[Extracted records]

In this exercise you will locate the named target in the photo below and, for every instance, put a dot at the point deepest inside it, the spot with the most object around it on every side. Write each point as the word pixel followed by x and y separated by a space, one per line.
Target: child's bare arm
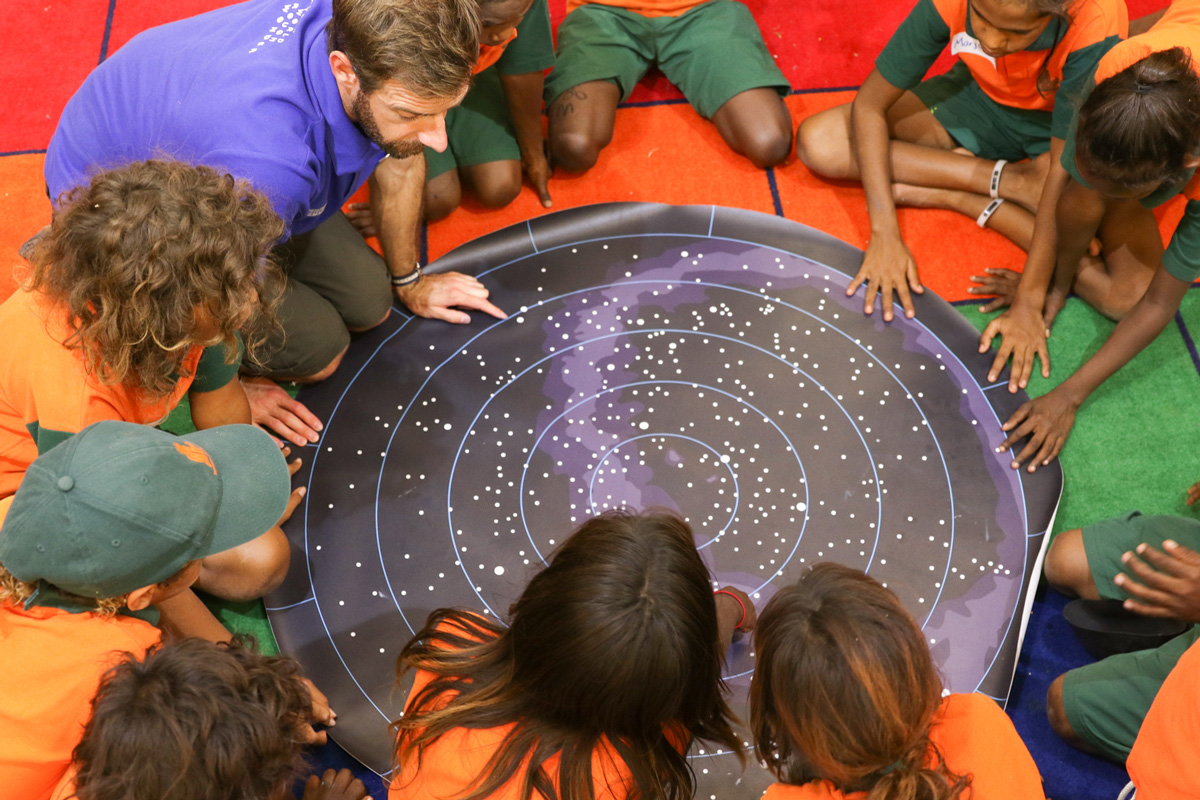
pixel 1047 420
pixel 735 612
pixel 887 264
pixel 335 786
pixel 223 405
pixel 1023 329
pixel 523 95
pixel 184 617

ABOUT THIS TASK:
Every line above should be transcribed exactly, though no image should be carried over.

ANSWER SPACE:
In this exercise you will locate the named target in the photo below and, for every instance, put a dot at the point deepest inside it, the spot with the most object around it on every side. Write each point as the word pixel followed by x and y separated by a space, one per line.
Target: child's bare arm
pixel 1047 420
pixel 735 612
pixel 887 264
pixel 335 786
pixel 223 405
pixel 1023 329
pixel 523 95
pixel 184 617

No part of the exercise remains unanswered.